** READING TEXT **
Start of Block
- Directed by: Ved Rahi
- Written by: Ved Rahi
- Produced by: Sudhir Phadke
- Starring: Shailendra Gaur; Pankaj Berry; Tom Alter; Hemant Birje; Rohitash Gaud;
- Cinematography: Sameer Athalye
- Music by: Sudhir Phadke
- Production company: Savarkar Darshan Prathisthan
- Release date: 16 November 2001;
- Running time: 165 minutes
- Country: India
- Language: Hindi

= Veer Savarkar (film) =

Veer Savarkar is a 2001 Indian Hindi-language biopic film based on the life of Vinayak Damodar Savarkar. This version was released on DVD format. This film was produced by Savarkar Darshan Prathisthan, with the help of Sudhir Phadke. It was premiered on 16 November 2001, in Mumbai, New Delhi, Nagpur and six other Indian cities. On 28 May 2012 its Gujarati language version was released by then Chief Minister of Gujarat, Narendra Modi.

The film was screened retrospective on 13 August 2016, at the Independence Day Film Festival jointly presented by the Indian Directorate of Film Festivals and Ministry of Defense, commemorating 70th Indian Independence Day. Produced by Sudhir Phadke who also composed music for this, it has been directed by Ved Rahi. Prabhakar Mone has been its chief production controller. The film reported a collection of 8.1 million at box-office against a budget of 4 million.

==Cast==
- Shailendra Gaur as Vinayak Damodar Savarkar
- Surendra Rajan as Mohandas Karamchand Gandhi
- Navni Parihar as Mai Savarkar
- Sushmeena Parihar as Savarkar's son
- Mrinal Kulkarni
- Pankaj Berry as Madan Lal Dhingra
- Ram Awana
- Rohitash Gaud as Ganesh Damodar Savarkar
- Arun Shekhar
- Tom Alter
- Bob Christo
- Sunil Shende
- Arun Bakshi
- Supriya Karni
- Madhusudan Tamhane

==Production==
This film was produced by Savarkar Darshan Prathisthan with help from Sudhir Phadke.
End of Block
** DATASET CONTENT **
Start of Block
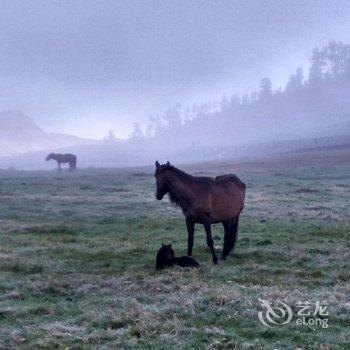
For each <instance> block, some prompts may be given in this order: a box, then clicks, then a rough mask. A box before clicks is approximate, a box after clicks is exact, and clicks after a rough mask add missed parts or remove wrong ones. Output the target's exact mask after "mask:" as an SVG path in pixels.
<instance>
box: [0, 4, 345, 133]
mask: <svg viewBox="0 0 350 350" xmlns="http://www.w3.org/2000/svg"><path fill="white" fill-rule="evenodd" d="M0 38H1V40H0V75H1V76H0V77H1V79H0V88H1V93H0V110H7V109H15V110H21V111H23V112H24V113H26V114H27V115H28V116H30V117H31V118H32V119H33V120H34V121H35V122H37V123H38V124H39V126H41V127H42V128H43V129H44V130H45V131H56V132H65V133H70V134H76V135H79V136H86V137H94V138H101V137H102V136H103V135H104V134H106V133H107V131H108V129H113V130H114V131H115V134H116V135H117V136H120V137H126V136H127V135H128V133H129V132H130V129H131V127H132V124H133V122H134V121H138V122H140V123H141V124H142V125H144V124H145V123H146V121H147V119H148V116H149V115H150V114H152V113H153V114H156V113H162V112H163V111H164V110H165V109H166V108H167V107H168V106H169V105H171V104H174V103H176V102H180V103H182V104H183V105H187V104H192V102H202V101H215V100H217V99H220V98H221V96H222V95H223V93H226V94H227V95H231V94H233V93H236V92H237V93H243V92H251V91H252V90H254V89H257V86H258V84H259V80H260V79H261V78H263V77H265V76H267V77H271V79H272V83H273V87H274V88H277V87H278V86H280V85H283V84H284V83H285V82H286V80H287V78H288V76H289V75H290V74H291V73H293V72H294V70H295V68H296V67H298V66H302V67H304V68H307V67H308V65H309V62H308V59H309V57H310V55H311V51H312V48H313V47H315V46H317V45H318V46H320V45H321V46H322V45H324V44H326V43H327V42H328V41H330V40H343V41H344V42H347V43H349V38H350V2H349V1H329V0H327V1H326V0H324V1H322V0H321V1H320V0H318V1H311V0H304V1H287V0H285V1H262V0H258V1H252V0H244V1H233V0H229V1H189V0H186V1H185V0H172V1H165V0H162V1H141V0H140V1H130V0H125V1H102V0H99V1H96V0H94V1H89V0H82V1H80V0H69V1H52V0H44V1H39V0H37V1H30V0H25V1H15V0H8V1H0Z"/></svg>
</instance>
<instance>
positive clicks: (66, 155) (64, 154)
mask: <svg viewBox="0 0 350 350" xmlns="http://www.w3.org/2000/svg"><path fill="white" fill-rule="evenodd" d="M50 159H54V160H55V161H56V162H57V163H58V171H61V164H62V163H63V164H65V163H69V170H70V171H72V170H75V168H76V165H77V157H76V156H75V155H74V154H71V153H66V154H61V153H50V154H49V155H48V156H47V157H46V161H48V160H50Z"/></svg>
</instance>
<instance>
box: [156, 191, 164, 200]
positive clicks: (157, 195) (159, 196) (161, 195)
mask: <svg viewBox="0 0 350 350" xmlns="http://www.w3.org/2000/svg"><path fill="white" fill-rule="evenodd" d="M163 197H164V195H162V194H161V193H156V199H158V200H159V201H161V200H162V199H163Z"/></svg>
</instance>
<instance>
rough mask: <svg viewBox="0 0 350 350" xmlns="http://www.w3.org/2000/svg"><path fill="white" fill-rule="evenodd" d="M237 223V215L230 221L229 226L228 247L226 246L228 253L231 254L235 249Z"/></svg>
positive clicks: (235, 242)
mask: <svg viewBox="0 0 350 350" xmlns="http://www.w3.org/2000/svg"><path fill="white" fill-rule="evenodd" d="M238 221H239V215H238V216H236V217H235V218H234V219H232V220H231V221H230V225H229V231H230V233H229V245H228V248H229V249H228V253H227V254H229V253H230V252H231V250H233V249H234V248H235V244H236V239H237V233H238Z"/></svg>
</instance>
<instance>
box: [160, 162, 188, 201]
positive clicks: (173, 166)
mask: <svg viewBox="0 0 350 350" xmlns="http://www.w3.org/2000/svg"><path fill="white" fill-rule="evenodd" d="M165 170H171V171H172V172H174V173H175V174H176V175H177V176H178V177H179V178H180V179H182V180H188V179H191V178H192V177H193V176H192V175H190V174H187V173H185V172H184V171H182V170H180V169H178V168H175V167H174V166H173V165H171V164H164V165H162V166H161V169H160V173H162V172H163V171H165ZM168 196H169V200H170V202H171V203H172V204H174V205H175V206H179V205H180V199H179V198H178V197H176V196H175V194H174V193H172V192H171V191H169V192H168Z"/></svg>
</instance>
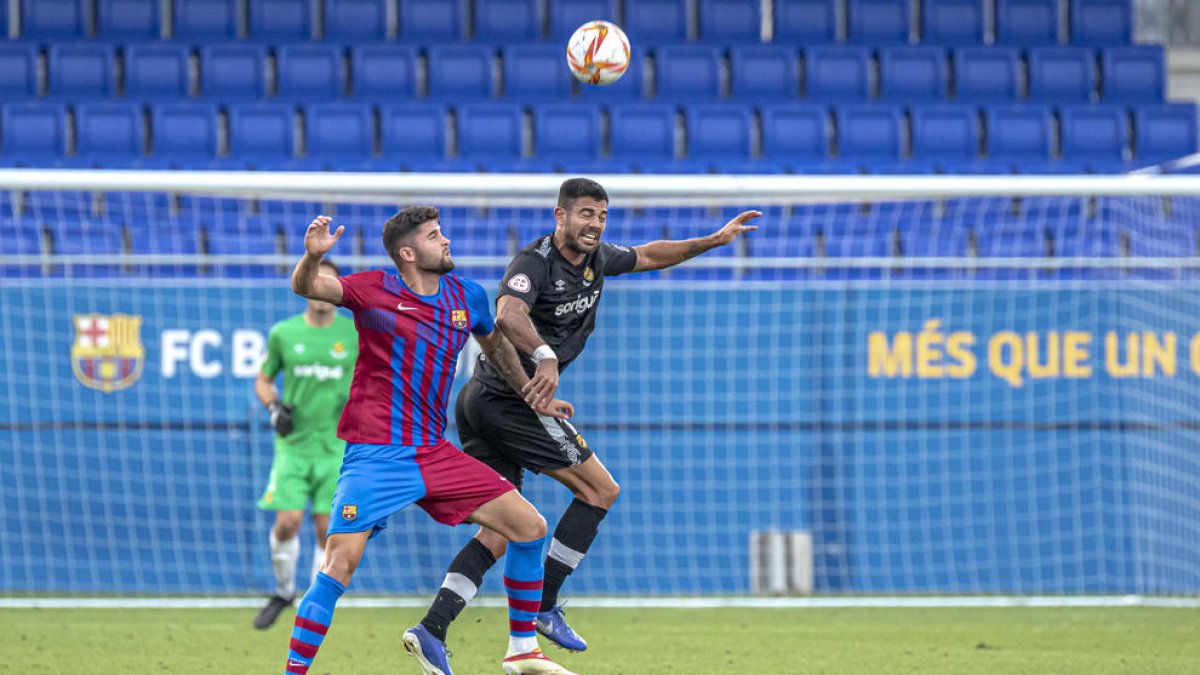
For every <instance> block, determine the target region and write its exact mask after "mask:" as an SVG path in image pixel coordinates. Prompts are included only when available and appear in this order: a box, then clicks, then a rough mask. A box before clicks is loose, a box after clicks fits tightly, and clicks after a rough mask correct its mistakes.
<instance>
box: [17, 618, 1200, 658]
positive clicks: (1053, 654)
mask: <svg viewBox="0 0 1200 675" xmlns="http://www.w3.org/2000/svg"><path fill="white" fill-rule="evenodd" d="M253 616H254V610H250V609H245V610H230V609H187V610H182V609H126V610H109V609H53V610H50V609H0V627H2V631H0V644H2V647H0V656H2V658H0V673H14V674H16V673H20V674H23V675H24V674H32V673H44V674H76V673H78V674H90V675H95V674H109V673H112V674H122V675H125V674H160V673H161V674H169V673H222V674H251V673H253V674H257V673H263V674H272V673H274V674H278V673H282V671H283V662H284V658H286V652H287V641H288V634H289V632H290V622H292V616H293V614H292V613H286V614H284V615H283V616H282V617H281V619H280V622H278V623H277V625H276V626H275V627H272V628H271V629H270V631H265V632H258V631H254V629H253V628H252V627H251V620H252V619H253ZM420 616H421V611H420V610H418V609H360V608H344V609H340V610H337V615H336V617H335V621H334V626H332V628H331V629H330V634H329V637H328V638H326V640H325V644H324V646H323V647H322V651H320V653H319V655H318V657H317V662H316V663H314V665H313V668H312V670H311V673H312V675H324V674H334V675H343V674H344V675H370V674H376V673H378V674H388V675H391V674H404V673H410V674H418V673H419V671H420V670H419V668H418V667H416V663H415V662H414V661H413V659H412V658H409V657H408V656H407V655H406V653H404V651H403V649H402V647H401V644H400V633H401V632H402V631H403V629H404V628H407V627H408V626H409V625H412V623H415V622H416V621H418V620H419V619H420ZM569 617H570V620H571V623H572V626H575V627H576V628H577V629H578V631H580V632H581V633H582V634H583V635H584V637H586V638H588V639H589V640H590V643H592V649H590V650H589V651H588V652H587V653H581V655H572V653H566V652H563V651H559V650H548V652H550V653H551V655H552V656H553V657H554V658H557V659H559V662H560V663H563V664H564V665H566V667H568V668H570V669H572V670H575V671H577V673H580V674H581V675H635V674H636V675H644V674H662V673H672V674H715V673H754V674H809V673H811V674H822V675H839V674H847V675H851V674H852V675H874V674H890V673H898V674H910V673H911V674H922V675H941V674H955V675H972V674H989V675H1004V674H1014V675H1015V674H1030V675H1046V674H1063V675H1069V674H1075V673H1078V674H1081V675H1082V674H1086V675H1106V674H1116V673H1120V674H1127V673H1128V674H1139V675H1147V674H1157V673H1162V674H1171V675H1177V674H1184V673H1188V674H1190V673H1200V611H1198V610H1195V609H1169V608H1136V607H1130V608H1088V609H1049V608H996V609H926V608H919V609H589V608H576V609H574V610H572V611H570V615H569ZM505 635H506V619H505V614H504V611H503V610H502V609H475V608H470V609H468V610H467V611H464V613H463V615H462V616H461V617H460V620H458V622H457V623H456V625H455V626H454V629H452V631H451V634H450V649H451V651H454V652H455V656H454V658H451V659H450V664H451V667H452V668H454V669H455V673H456V674H457V675H473V674H478V673H499V671H500V665H499V661H500V658H502V657H503V651H504V646H505Z"/></svg>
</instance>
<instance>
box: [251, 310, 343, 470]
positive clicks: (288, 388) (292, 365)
mask: <svg viewBox="0 0 1200 675" xmlns="http://www.w3.org/2000/svg"><path fill="white" fill-rule="evenodd" d="M358 357H359V334H358V331H356V330H354V322H353V321H350V319H348V318H346V317H343V316H341V315H336V313H335V315H334V322H332V323H331V324H329V325H324V327H320V328H317V327H313V325H308V323H307V322H306V321H305V318H304V315H302V313H301V315H296V316H293V317H290V318H286V319H283V321H281V322H278V323H276V324H275V325H272V327H271V333H270V335H269V336H268V337H266V360H265V362H264V363H263V374H264V375H266V376H268V377H271V378H274V377H275V376H276V375H278V374H280V372H281V371H282V372H283V402H284V404H288V405H292V406H295V410H294V411H293V412H292V417H293V419H294V420H295V430H294V431H292V434H288V435H287V436H286V437H281V436H278V435H276V436H275V449H276V452H288V453H293V454H296V455H300V456H311V458H320V456H328V455H334V454H336V455H338V456H341V454H342V450H343V448H344V447H346V444H344V443H343V442H342V441H340V440H338V438H337V420H338V419H340V418H341V416H342V407H343V406H344V405H346V400H347V398H349V395H350V377H352V376H353V375H354V362H355V359H358Z"/></svg>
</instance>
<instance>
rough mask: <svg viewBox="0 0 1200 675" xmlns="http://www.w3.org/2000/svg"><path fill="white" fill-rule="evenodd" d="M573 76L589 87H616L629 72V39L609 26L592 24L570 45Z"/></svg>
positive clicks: (568, 49)
mask: <svg viewBox="0 0 1200 675" xmlns="http://www.w3.org/2000/svg"><path fill="white" fill-rule="evenodd" d="M566 64H568V65H569V66H570V68H571V74H574V76H575V78H576V79H578V80H580V82H586V83H588V84H612V83H614V82H617V80H618V79H620V76H623V74H625V71H626V70H629V38H628V37H625V34H624V32H623V31H622V30H620V29H619V28H617V25H616V24H611V23H608V22H588V23H586V24H583V25H581V26H580V28H578V29H576V31H575V35H572V36H571V40H570V41H568V43H566Z"/></svg>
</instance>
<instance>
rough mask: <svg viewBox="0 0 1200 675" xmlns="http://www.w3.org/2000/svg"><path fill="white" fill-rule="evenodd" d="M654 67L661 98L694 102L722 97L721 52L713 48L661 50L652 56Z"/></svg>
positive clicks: (678, 48)
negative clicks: (697, 100)
mask: <svg viewBox="0 0 1200 675" xmlns="http://www.w3.org/2000/svg"><path fill="white" fill-rule="evenodd" d="M655 65H656V72H655V74H656V77H658V80H656V82H658V84H656V86H658V94H659V97H660V98H666V100H668V101H696V100H708V98H718V97H720V95H721V77H720V76H721V52H720V49H719V48H716V47H708V46H702V44H678V46H672V47H660V48H659V49H658V50H656V53H655Z"/></svg>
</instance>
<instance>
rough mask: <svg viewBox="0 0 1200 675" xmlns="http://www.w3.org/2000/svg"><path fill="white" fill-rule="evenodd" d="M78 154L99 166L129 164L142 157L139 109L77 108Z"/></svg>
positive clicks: (115, 107)
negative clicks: (93, 161)
mask: <svg viewBox="0 0 1200 675" xmlns="http://www.w3.org/2000/svg"><path fill="white" fill-rule="evenodd" d="M76 137H77V138H78V143H77V154H78V155H79V157H80V159H84V160H88V161H95V162H96V163H98V165H112V163H114V162H128V161H132V160H136V159H137V157H138V156H140V155H142V107H140V106H138V104H136V103H89V104H83V106H78V107H76Z"/></svg>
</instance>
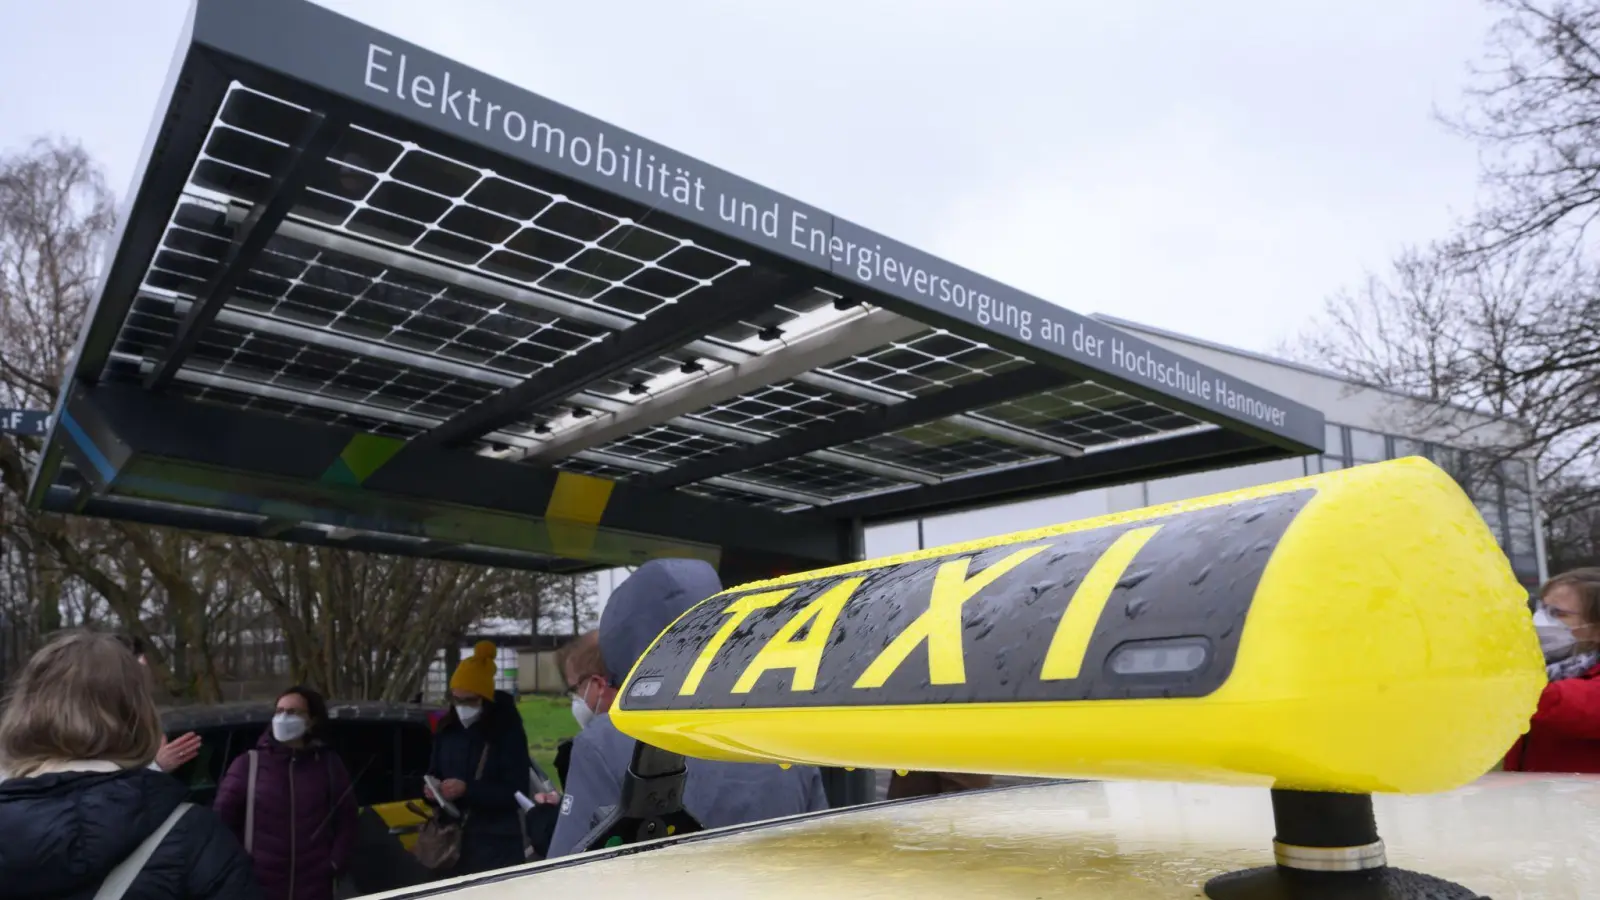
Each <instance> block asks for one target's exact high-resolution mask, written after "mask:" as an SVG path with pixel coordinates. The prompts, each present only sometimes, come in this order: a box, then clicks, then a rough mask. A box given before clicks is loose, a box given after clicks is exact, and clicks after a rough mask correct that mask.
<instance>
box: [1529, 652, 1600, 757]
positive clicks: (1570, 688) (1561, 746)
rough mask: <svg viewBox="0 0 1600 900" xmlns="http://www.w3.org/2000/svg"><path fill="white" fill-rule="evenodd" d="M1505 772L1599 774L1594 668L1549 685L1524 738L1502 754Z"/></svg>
mask: <svg viewBox="0 0 1600 900" xmlns="http://www.w3.org/2000/svg"><path fill="white" fill-rule="evenodd" d="M1506 770H1507V772H1563V773H1566V772H1600V665H1595V666H1594V668H1590V669H1589V671H1586V673H1584V674H1581V676H1578V677H1568V679H1562V681H1552V682H1550V684H1549V685H1546V689H1544V693H1541V695H1539V709H1538V711H1536V713H1534V714H1533V721H1531V722H1530V725H1528V733H1525V735H1522V737H1520V738H1517V743H1515V745H1512V748H1510V753H1507V754H1506Z"/></svg>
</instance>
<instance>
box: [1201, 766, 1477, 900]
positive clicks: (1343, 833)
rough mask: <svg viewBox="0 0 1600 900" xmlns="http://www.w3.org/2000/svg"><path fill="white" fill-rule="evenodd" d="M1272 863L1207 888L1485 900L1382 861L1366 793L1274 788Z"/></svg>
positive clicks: (1463, 899)
mask: <svg viewBox="0 0 1600 900" xmlns="http://www.w3.org/2000/svg"><path fill="white" fill-rule="evenodd" d="M1272 822H1274V826H1275V830H1277V839H1275V841H1274V844H1275V850H1277V857H1278V865H1274V866H1262V868H1253V870H1245V871H1234V873H1227V874H1219V876H1216V878H1213V879H1211V881H1210V882H1206V886H1205V895H1206V897H1210V900H1483V898H1482V897H1480V895H1478V892H1475V890H1470V889H1467V887H1462V886H1459V884H1454V882H1450V881H1445V879H1442V878H1434V876H1430V874H1422V873H1416V871H1408V870H1398V868H1390V866H1389V865H1387V863H1386V858H1384V850H1382V841H1381V839H1379V838H1378V820H1376V817H1374V814H1373V796H1371V794H1341V793H1325V791H1283V790H1274V791H1272Z"/></svg>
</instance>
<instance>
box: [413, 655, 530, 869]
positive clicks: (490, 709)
mask: <svg viewBox="0 0 1600 900" xmlns="http://www.w3.org/2000/svg"><path fill="white" fill-rule="evenodd" d="M494 653H496V647H494V644H493V642H490V641H480V642H478V644H477V645H475V647H474V649H472V655H470V657H467V658H466V660H461V665H459V666H456V671H454V674H451V676H450V711H446V713H445V717H443V719H442V721H440V722H438V729H437V730H435V733H434V757H432V761H430V762H429V765H427V773H429V775H432V777H434V778H437V780H438V790H440V794H442V796H440V798H435V796H434V793H432V790H426V794H427V798H429V799H430V801H435V802H437V801H438V799H443V801H450V804H451V806H454V807H456V810H458V812H459V814H461V854H459V857H458V858H456V863H454V865H453V866H451V868H450V871H440V873H437V874H438V876H440V878H453V876H459V874H472V873H480V871H490V870H498V868H506V866H514V865H522V863H523V862H526V858H528V855H526V847H528V838H526V834H525V831H526V823H525V822H523V814H522V806H518V804H517V794H518V793H522V794H523V796H525V798H530V799H531V798H533V786H531V778H530V769H528V738H526V730H525V729H523V724H522V716H520V714H518V713H517V705H515V703H514V701H512V700H510V695H509V693H506V692H496V690H494V671H496V669H498V666H496V665H494ZM442 815H448V814H443V812H442Z"/></svg>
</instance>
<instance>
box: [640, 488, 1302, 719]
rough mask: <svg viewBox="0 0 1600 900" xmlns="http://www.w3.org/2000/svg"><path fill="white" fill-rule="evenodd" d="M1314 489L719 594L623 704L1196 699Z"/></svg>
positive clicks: (651, 666)
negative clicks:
End of Block
** WHAT YOU NEED TO DO **
Using the film article above, answer these:
(a) Who plays Madan Lal Dhingra?
(b) What is the film's running time?
(c) On what date was the Gujarati language version released?

** ANSWER TO THE EXERCISE **
(a) Pankaj Berry
(b) 165 minutes
(c) 28 May 2012